_TASK STATEMENT_: From the entries below, copy out every line with "dress" in it.

_DATA FOR ANALYSIS_:
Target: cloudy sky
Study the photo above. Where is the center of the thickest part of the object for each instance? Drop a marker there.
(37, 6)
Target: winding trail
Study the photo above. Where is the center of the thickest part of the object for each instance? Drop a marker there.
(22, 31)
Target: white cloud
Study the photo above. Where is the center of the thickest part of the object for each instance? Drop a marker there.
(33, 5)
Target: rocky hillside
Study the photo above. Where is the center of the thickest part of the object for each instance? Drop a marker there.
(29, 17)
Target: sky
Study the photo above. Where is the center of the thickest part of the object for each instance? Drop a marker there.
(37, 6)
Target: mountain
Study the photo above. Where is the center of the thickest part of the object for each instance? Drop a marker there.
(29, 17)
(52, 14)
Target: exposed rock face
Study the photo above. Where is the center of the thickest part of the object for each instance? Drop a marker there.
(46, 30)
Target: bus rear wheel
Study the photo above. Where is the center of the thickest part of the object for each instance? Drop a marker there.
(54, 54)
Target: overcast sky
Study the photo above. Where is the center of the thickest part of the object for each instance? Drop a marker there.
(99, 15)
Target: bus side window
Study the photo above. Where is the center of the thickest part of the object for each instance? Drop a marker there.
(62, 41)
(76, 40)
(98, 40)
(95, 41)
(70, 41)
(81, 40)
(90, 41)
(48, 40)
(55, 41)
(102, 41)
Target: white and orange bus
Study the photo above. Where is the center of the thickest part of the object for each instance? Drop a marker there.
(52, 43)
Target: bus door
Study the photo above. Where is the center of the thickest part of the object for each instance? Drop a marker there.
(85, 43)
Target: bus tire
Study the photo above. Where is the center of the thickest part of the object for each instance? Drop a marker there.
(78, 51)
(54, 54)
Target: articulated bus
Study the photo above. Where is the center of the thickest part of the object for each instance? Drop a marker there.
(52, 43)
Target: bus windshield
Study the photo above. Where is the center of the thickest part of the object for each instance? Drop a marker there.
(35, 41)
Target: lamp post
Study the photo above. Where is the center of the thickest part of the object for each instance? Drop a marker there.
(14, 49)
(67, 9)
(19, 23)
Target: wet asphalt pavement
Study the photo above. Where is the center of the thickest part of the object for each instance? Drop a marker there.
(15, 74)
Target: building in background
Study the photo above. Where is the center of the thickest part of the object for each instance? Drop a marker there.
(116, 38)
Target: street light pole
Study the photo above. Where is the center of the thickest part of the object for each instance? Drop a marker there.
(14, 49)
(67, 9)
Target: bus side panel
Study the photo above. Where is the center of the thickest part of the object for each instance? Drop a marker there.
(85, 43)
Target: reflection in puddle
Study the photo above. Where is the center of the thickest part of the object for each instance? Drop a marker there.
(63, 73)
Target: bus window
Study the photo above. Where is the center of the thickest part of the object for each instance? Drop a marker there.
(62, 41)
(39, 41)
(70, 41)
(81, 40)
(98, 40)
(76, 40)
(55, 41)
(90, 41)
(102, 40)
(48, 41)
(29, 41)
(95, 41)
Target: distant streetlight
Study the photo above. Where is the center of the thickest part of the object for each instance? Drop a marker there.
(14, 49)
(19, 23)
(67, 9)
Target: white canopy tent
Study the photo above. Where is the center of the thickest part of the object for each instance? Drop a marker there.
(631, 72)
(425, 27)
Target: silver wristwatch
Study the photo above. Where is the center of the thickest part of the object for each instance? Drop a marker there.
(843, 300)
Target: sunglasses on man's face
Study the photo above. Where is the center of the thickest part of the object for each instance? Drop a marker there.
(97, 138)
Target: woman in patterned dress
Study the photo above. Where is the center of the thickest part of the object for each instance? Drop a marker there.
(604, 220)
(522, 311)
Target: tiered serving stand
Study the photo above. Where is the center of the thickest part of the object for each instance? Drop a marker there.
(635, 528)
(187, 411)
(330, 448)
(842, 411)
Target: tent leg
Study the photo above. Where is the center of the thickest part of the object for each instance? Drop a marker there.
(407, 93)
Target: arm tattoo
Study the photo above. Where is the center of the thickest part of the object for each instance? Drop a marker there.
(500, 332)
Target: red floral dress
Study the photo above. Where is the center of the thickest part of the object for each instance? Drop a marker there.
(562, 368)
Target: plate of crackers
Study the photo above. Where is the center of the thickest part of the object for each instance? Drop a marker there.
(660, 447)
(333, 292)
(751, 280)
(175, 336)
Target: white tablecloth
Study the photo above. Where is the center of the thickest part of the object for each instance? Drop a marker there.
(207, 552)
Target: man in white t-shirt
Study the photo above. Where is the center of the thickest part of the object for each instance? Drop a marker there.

_WORKED SOLUTION_:
Target: woman in patterned dress
Target: red floral dress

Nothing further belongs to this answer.